Given exercise ->
Repeat verbatim the lines of the data below, beginning with the line containing "Identify one point on each instance of the woman running" and continuing to the end.

--- START Dataset records ---

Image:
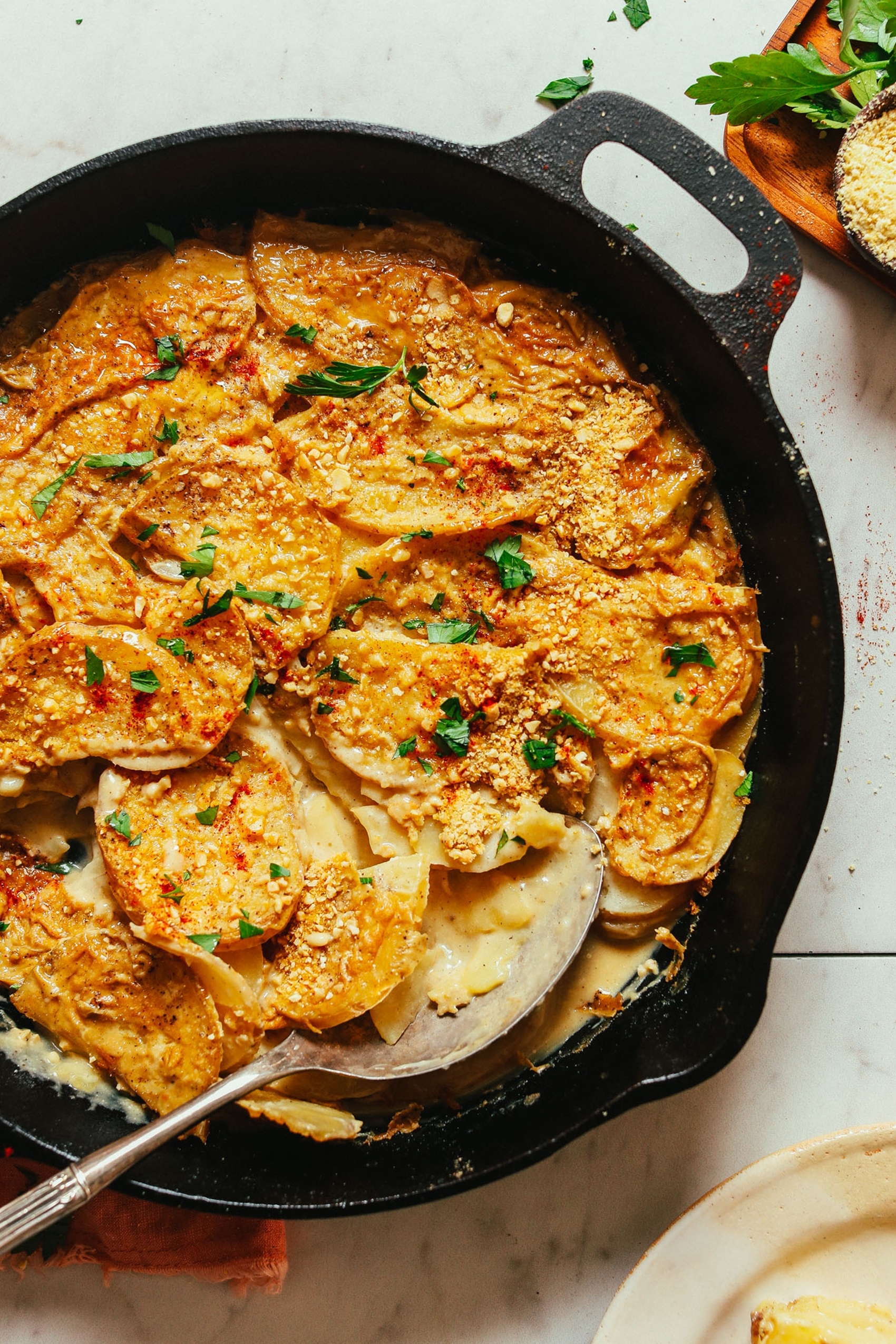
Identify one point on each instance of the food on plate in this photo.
(340, 566)
(823, 1320)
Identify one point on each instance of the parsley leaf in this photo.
(216, 609)
(46, 496)
(206, 941)
(246, 928)
(162, 236)
(120, 822)
(170, 351)
(307, 334)
(571, 722)
(145, 682)
(539, 754)
(201, 563)
(680, 654)
(336, 673)
(637, 13)
(750, 88)
(452, 632)
(170, 432)
(287, 601)
(96, 671)
(177, 647)
(513, 570)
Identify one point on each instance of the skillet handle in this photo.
(554, 152)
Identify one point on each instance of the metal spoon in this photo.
(429, 1044)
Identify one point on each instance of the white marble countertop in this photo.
(538, 1255)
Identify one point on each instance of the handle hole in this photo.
(694, 242)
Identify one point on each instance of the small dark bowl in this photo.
(875, 108)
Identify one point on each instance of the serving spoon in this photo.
(429, 1044)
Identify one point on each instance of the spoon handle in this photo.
(74, 1186)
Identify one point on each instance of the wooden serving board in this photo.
(790, 160)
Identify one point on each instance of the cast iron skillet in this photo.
(525, 197)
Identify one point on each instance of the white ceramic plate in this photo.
(814, 1220)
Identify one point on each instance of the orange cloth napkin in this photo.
(121, 1233)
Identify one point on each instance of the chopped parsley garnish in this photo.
(452, 632)
(287, 601)
(564, 91)
(170, 351)
(175, 647)
(680, 654)
(336, 673)
(513, 572)
(120, 822)
(145, 682)
(162, 236)
(204, 941)
(246, 928)
(453, 733)
(539, 754)
(96, 671)
(307, 334)
(637, 13)
(216, 609)
(170, 432)
(201, 563)
(47, 495)
(569, 721)
(362, 601)
(124, 461)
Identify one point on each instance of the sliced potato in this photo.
(105, 340)
(301, 1117)
(677, 812)
(214, 841)
(139, 1012)
(349, 942)
(264, 537)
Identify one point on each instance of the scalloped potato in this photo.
(338, 568)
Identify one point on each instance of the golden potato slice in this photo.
(212, 842)
(105, 340)
(50, 714)
(139, 1012)
(677, 812)
(309, 1118)
(249, 519)
(349, 942)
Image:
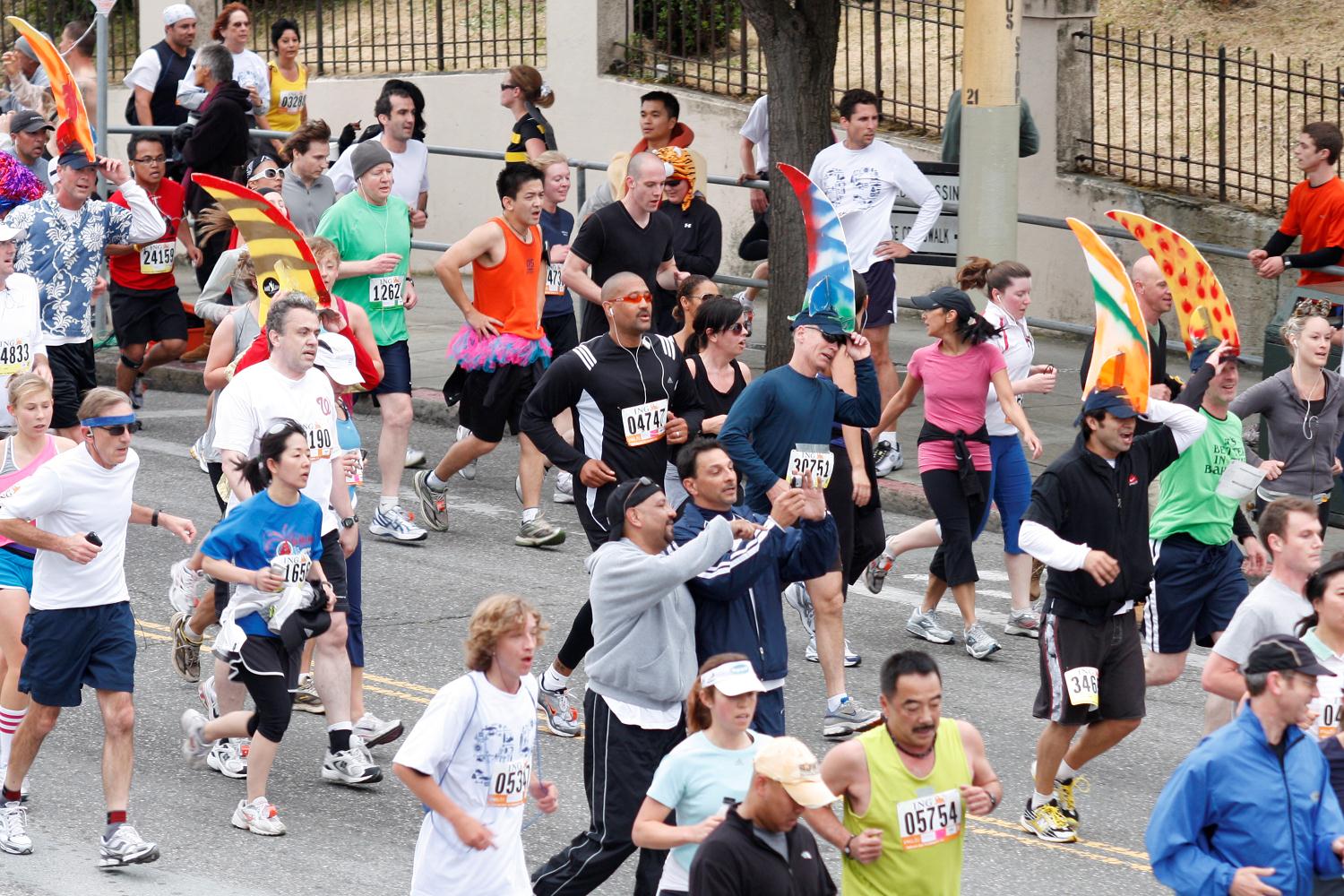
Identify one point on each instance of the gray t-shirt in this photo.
(1271, 607)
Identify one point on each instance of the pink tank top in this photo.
(7, 481)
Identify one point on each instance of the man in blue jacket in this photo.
(737, 600)
(1252, 809)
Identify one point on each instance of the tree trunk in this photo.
(798, 40)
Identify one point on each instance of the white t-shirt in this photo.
(1018, 349)
(74, 495)
(863, 185)
(21, 333)
(257, 398)
(410, 172)
(476, 742)
(1271, 607)
(757, 129)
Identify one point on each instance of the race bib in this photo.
(508, 786)
(1082, 686)
(644, 424)
(156, 258)
(927, 821)
(816, 460)
(15, 357)
(386, 292)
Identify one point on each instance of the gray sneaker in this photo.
(849, 719)
(978, 643)
(927, 626)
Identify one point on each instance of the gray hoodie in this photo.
(644, 616)
(1306, 462)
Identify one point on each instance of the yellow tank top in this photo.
(922, 820)
(287, 99)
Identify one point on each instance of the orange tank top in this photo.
(507, 292)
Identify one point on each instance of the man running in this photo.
(781, 417)
(632, 403)
(80, 629)
(908, 788)
(67, 236)
(502, 347)
(1091, 667)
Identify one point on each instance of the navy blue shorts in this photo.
(397, 368)
(881, 280)
(80, 646)
(1196, 589)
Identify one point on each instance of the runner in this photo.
(371, 230)
(636, 416)
(22, 454)
(1091, 667)
(502, 347)
(80, 630)
(269, 547)
(470, 840)
(706, 770)
(908, 788)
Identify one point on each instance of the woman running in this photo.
(269, 547)
(954, 374)
(21, 455)
(707, 771)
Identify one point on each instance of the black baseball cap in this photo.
(1284, 653)
(626, 495)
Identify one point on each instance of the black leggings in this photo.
(959, 516)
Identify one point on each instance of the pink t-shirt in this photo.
(954, 398)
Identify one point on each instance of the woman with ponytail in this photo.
(706, 771)
(956, 373)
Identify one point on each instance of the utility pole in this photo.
(989, 123)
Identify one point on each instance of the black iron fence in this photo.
(906, 51)
(400, 37)
(1198, 118)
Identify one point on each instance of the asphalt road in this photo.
(417, 603)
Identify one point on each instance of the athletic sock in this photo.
(553, 680)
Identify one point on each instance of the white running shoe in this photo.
(185, 586)
(260, 817)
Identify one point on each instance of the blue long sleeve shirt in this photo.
(1234, 802)
(782, 409)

--- END Dataset records ---

Exercise answer ->
Identify one point on each instance of the woman running in this photo.
(269, 547)
(954, 374)
(21, 455)
(707, 771)
Identify one point on each instance of the black baseball cap in this photo.
(1284, 653)
(626, 495)
Identify one point on each instance of the black leggings in this photo.
(959, 516)
Identify one point on each instance of the pink t-shirt in this photo.
(954, 398)
Identify one point on each instance of the woman with ponytail in this photo.
(706, 771)
(956, 373)
Identify one point on each instance of the utility pole in this photo.
(989, 123)
Identify one point on each instance of the black iron fence in this photo.
(906, 51)
(400, 37)
(1198, 118)
Identify one point on each instance of the asphalt road in this photo.
(417, 603)
Identify one point on each instance of the athletic sock in this photo.
(553, 680)
Identify one point on each instance of the white running shoe in this photo.
(185, 586)
(260, 817)
Identify one point on each instance of the blue long sleeve shirt in this photo.
(1234, 802)
(782, 409)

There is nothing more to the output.